───── Data ─────
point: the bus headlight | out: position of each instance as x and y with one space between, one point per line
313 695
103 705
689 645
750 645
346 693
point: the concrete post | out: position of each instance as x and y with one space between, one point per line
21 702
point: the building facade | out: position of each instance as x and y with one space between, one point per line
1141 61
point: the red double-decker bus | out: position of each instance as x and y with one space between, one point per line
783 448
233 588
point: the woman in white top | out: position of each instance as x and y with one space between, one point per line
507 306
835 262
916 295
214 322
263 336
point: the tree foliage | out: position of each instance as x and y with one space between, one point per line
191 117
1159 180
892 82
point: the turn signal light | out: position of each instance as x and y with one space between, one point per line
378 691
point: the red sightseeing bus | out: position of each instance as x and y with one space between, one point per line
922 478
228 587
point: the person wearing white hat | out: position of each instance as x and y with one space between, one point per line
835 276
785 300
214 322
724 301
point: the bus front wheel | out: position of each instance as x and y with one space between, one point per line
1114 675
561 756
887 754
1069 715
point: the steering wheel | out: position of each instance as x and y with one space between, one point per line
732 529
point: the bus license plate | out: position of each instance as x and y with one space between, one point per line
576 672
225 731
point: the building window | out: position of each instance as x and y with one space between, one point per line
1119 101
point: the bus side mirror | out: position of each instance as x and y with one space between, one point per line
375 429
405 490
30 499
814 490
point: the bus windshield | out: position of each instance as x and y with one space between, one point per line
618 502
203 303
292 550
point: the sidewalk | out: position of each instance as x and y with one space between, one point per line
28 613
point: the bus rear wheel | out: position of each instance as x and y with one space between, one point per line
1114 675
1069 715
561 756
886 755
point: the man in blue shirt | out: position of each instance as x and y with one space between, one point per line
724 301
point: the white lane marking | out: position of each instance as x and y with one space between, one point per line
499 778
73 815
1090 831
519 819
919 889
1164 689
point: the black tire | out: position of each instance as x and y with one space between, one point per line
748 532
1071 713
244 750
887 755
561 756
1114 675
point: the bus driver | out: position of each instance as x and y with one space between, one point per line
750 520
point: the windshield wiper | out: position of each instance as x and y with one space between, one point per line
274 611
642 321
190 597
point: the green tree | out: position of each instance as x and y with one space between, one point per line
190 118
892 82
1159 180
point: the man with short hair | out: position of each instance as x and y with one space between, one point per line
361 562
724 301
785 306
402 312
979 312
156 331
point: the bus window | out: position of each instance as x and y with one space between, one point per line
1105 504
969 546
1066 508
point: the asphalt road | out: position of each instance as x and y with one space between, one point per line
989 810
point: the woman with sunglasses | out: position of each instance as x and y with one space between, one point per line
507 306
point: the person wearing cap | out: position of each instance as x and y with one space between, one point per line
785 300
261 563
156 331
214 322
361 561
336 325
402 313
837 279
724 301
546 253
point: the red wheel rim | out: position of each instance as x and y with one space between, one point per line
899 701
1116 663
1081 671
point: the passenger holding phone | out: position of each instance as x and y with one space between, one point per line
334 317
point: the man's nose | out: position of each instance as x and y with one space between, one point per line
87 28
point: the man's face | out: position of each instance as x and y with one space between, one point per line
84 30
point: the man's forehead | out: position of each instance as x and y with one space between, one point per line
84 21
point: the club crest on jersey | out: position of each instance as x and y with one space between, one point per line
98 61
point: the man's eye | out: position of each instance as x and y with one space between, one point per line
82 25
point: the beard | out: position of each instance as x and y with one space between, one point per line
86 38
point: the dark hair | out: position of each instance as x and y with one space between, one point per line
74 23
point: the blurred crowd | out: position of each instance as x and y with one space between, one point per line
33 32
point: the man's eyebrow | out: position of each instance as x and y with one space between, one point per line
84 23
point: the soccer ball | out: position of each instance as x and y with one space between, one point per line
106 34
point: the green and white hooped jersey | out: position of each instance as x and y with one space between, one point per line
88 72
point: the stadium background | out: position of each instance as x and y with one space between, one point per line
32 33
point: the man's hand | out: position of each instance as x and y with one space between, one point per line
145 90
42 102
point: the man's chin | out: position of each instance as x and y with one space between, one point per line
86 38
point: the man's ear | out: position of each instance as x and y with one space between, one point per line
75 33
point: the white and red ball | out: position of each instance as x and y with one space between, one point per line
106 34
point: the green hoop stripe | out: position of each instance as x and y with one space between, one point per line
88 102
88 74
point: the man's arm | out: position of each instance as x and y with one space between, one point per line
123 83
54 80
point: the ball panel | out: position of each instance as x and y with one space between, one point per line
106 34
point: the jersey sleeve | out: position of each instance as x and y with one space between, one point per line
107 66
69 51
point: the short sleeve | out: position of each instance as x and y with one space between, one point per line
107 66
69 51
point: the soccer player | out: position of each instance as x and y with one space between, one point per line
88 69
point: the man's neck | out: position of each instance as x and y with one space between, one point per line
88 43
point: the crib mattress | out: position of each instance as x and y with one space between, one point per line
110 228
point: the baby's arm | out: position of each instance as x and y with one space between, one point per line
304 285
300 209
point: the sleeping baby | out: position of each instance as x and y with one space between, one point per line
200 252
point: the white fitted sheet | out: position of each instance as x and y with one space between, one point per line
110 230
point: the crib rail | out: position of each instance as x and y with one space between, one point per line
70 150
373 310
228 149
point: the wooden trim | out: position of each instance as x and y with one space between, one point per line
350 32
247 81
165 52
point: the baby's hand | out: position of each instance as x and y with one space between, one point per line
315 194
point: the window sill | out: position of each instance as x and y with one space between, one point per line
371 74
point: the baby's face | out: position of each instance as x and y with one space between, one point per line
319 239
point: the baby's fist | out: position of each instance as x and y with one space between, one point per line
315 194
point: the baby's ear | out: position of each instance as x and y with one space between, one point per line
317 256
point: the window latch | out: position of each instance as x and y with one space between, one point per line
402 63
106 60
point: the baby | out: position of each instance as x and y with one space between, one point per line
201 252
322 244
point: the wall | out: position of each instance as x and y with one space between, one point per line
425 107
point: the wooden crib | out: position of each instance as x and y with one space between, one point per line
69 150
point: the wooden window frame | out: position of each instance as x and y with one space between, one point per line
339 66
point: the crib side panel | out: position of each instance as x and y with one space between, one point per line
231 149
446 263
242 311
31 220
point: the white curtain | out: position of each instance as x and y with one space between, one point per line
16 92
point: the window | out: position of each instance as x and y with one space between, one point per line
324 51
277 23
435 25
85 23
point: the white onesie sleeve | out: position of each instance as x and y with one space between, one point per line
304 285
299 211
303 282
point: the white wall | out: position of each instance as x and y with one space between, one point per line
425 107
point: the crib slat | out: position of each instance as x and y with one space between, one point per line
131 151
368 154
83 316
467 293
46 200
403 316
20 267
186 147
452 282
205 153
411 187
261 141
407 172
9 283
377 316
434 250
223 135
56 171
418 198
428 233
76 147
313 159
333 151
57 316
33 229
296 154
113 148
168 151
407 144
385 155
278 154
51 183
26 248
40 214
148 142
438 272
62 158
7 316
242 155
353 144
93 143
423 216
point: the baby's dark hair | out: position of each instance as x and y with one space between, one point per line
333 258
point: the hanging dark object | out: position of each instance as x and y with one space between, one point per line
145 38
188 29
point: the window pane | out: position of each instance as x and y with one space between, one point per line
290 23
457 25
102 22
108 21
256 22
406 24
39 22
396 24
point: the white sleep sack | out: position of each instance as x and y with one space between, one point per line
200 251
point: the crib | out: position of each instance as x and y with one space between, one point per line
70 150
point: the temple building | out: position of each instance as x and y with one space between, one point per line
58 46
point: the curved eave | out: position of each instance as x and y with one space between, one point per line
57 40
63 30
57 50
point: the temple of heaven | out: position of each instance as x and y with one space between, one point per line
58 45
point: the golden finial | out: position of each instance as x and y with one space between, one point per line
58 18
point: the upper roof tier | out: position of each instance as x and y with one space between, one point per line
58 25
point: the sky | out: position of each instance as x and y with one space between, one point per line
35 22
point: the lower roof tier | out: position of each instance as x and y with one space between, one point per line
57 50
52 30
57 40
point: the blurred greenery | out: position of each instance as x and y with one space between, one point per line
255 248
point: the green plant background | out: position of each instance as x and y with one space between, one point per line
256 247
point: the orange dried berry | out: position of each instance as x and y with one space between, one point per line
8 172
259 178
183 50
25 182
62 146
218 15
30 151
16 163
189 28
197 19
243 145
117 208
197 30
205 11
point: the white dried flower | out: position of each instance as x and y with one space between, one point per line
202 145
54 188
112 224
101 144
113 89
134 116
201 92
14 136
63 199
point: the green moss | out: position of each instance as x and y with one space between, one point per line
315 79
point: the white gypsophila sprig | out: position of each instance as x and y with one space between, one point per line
─────
▶ [Given problem] Emit verbatim the lines running from the one with "point: the temple of" through the last line of the data, both endpoints inclusive.

▶ [Response to the task]
point: the temple of heaven | out: position of each instance as x and y with one space between, one point per line
58 45
point: the golden finial | out: position of each instance as x and y with one space between, one point per line
58 18
point: the upper roof tier | out: position of each instance as x and y with one space between, one point per line
58 25
point: the sky | out: position of each instance as x and y with one space between, one point per line
35 22
point: the lower roof tier | out: position of each instance as x and y with one space between, one point per line
57 50
52 30
57 40
point: the blurred greenery | out: position of each instance as x and y with one space between, one point per line
255 248
point: the green plant background | out: position of each instance as x and y with one space between, one point per line
256 247
point: the orange dried berry | out: position of each instance as x and y with one space between, one point per line
8 172
259 178
183 50
25 182
62 146
218 15
30 151
16 163
189 28
197 19
243 145
117 208
197 30
205 11
point: the white dried flower | out: position of each instance as x and y with one space between, one point per line
202 145
54 188
112 224
101 144
113 89
134 116
201 92
14 136
63 199
point: the green moss | out: position of each instance as x and y with one space between, one point per line
315 79
point: the white gypsophila sprig | out: position of each instance as x and y with one space between, one point per line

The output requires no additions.